Entradas de marcação de pontos e rótulos:
****************
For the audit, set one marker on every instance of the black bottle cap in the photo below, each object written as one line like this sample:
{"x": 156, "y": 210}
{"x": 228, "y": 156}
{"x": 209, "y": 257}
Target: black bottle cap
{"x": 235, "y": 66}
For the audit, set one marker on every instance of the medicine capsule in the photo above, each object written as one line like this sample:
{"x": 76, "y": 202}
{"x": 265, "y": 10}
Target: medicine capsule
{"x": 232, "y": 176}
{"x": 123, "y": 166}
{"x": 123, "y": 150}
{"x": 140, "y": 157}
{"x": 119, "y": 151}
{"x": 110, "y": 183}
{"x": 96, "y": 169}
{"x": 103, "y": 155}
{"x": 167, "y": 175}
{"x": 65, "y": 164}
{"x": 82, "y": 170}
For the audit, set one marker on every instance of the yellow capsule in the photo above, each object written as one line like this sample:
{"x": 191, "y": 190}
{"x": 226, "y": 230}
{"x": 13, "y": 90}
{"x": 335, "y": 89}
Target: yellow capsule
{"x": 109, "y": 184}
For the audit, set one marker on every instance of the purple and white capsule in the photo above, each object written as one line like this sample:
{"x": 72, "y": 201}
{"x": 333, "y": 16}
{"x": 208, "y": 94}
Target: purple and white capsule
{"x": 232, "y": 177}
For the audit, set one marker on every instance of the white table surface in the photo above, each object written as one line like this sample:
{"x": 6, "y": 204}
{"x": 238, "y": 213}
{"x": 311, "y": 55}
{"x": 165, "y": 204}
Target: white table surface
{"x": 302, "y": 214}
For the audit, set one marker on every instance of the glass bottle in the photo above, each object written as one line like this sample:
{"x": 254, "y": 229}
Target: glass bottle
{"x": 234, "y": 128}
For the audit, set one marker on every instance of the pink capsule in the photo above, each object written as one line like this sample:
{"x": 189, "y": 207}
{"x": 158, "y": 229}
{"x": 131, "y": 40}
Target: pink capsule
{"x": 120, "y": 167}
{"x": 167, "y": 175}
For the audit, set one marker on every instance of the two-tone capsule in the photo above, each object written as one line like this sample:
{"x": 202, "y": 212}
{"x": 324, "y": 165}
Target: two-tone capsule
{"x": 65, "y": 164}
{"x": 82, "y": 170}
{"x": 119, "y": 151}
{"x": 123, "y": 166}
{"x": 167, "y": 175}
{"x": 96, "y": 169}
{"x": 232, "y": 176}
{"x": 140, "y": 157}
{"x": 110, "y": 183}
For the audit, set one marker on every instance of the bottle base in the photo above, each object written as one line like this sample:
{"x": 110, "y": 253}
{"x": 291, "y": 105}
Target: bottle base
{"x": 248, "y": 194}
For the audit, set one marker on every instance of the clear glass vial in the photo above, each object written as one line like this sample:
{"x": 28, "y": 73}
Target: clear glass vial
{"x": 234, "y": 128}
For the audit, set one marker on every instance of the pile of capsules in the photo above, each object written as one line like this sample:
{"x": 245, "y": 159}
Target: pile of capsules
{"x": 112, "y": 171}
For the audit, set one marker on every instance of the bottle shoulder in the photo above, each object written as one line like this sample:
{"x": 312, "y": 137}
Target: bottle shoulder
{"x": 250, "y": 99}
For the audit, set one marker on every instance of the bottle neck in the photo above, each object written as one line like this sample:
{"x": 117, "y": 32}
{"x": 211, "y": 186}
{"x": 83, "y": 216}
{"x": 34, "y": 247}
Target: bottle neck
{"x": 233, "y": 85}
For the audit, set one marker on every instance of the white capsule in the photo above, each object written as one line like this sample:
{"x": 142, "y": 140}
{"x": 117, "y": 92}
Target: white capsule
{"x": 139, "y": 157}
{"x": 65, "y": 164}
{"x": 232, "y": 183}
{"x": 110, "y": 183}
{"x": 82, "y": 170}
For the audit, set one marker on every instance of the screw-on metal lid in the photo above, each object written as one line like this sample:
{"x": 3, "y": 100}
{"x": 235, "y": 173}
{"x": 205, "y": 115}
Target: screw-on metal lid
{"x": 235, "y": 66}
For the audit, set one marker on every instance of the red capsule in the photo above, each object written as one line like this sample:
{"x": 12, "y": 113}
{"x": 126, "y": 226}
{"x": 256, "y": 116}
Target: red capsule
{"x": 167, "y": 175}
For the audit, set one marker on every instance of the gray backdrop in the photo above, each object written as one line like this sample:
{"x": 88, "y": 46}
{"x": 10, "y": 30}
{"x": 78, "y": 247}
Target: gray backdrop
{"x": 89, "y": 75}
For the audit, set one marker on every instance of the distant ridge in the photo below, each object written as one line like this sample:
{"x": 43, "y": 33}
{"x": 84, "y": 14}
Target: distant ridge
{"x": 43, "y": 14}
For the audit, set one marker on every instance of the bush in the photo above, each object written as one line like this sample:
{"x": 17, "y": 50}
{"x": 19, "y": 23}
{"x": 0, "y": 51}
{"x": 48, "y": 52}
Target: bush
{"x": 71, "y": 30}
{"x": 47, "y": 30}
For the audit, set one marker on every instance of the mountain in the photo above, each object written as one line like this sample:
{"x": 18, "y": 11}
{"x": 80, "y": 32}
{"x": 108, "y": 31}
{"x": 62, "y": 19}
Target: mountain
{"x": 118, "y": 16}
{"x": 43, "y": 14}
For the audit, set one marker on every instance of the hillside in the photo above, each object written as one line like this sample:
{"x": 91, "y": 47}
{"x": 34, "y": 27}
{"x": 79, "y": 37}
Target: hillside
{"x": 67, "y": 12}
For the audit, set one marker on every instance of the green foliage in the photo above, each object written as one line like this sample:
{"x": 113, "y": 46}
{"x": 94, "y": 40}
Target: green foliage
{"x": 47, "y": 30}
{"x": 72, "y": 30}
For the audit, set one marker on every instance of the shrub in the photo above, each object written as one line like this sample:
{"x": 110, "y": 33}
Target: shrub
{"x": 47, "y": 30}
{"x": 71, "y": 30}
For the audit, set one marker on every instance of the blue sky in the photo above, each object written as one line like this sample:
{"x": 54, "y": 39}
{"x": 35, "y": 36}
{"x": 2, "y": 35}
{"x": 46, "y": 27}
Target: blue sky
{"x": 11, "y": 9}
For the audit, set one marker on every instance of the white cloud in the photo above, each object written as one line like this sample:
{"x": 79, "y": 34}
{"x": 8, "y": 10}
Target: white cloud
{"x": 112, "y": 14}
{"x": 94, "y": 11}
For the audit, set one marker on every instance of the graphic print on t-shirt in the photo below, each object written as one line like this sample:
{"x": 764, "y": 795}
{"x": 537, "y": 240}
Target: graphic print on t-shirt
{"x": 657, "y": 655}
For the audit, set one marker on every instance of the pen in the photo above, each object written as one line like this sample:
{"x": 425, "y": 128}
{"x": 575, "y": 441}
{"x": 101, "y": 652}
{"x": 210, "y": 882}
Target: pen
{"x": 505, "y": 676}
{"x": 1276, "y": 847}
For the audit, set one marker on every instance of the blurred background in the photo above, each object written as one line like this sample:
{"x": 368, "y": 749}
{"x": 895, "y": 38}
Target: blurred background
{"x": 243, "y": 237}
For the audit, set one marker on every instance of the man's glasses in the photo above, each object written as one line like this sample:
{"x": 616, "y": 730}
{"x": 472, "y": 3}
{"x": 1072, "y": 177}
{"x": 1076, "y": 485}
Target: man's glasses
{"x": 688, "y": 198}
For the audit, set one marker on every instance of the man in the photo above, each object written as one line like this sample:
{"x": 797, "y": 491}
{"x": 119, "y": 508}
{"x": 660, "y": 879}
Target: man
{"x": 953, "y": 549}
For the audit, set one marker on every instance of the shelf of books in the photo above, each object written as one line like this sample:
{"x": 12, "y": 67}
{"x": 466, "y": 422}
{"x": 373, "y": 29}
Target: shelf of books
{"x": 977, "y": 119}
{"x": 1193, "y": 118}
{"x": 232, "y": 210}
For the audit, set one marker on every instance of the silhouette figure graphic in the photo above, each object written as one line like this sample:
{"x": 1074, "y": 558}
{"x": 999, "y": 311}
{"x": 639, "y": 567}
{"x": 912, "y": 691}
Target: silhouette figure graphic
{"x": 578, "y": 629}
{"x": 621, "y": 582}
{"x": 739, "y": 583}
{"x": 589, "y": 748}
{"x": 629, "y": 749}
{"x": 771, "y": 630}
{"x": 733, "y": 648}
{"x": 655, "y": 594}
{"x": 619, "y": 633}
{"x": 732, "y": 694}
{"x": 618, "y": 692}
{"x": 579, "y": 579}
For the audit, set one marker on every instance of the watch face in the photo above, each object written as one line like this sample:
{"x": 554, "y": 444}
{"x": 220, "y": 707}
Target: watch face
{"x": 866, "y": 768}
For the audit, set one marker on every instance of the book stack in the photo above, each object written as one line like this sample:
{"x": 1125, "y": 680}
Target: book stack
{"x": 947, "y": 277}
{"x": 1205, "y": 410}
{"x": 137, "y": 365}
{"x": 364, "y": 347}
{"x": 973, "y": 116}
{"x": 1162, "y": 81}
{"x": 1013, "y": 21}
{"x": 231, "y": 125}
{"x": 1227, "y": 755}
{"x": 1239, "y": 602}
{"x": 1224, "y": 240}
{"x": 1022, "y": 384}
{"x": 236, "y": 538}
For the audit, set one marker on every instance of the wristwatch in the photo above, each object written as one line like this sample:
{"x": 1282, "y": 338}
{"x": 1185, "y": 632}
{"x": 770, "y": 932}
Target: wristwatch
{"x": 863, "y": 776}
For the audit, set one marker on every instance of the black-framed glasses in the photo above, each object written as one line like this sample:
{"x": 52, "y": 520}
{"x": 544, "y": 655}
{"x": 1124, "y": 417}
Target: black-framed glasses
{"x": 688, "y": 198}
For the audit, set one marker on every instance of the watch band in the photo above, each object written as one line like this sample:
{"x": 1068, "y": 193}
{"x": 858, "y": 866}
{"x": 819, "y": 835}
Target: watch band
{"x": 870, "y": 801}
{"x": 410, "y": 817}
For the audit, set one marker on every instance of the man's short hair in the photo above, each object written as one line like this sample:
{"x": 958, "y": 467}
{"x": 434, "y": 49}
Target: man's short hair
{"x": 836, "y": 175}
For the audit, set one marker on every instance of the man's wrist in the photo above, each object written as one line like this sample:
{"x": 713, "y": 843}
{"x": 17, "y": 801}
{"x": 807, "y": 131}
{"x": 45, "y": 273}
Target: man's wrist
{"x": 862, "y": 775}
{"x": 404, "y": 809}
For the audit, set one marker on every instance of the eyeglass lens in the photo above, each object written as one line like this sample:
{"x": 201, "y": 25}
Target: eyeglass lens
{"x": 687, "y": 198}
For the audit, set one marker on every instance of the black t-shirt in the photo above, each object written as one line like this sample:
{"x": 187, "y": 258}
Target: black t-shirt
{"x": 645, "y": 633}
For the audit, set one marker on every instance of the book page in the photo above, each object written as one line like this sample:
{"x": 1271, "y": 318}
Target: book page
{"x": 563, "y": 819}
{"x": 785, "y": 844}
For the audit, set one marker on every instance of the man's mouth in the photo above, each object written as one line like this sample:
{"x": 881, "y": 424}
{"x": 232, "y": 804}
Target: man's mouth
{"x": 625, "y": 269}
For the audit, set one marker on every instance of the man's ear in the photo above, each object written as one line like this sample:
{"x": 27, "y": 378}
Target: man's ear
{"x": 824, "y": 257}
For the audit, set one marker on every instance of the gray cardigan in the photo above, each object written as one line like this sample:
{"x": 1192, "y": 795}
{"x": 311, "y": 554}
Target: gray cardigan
****************
> **Tarefa**
Reproduza, sem nenhuma alteração, o trecho das entradas acima que começa na linha que contém "of the yellow" e termina na linha que contém "Target: yellow capsule", incluindo essas duas linhas.

> **Resposta**
For the audit, set one marker on every instance of the yellow capsule in the photo above, each object written as one line like this sample:
{"x": 191, "y": 190}
{"x": 226, "y": 230}
{"x": 13, "y": 90}
{"x": 335, "y": 89}
Target: yellow capsule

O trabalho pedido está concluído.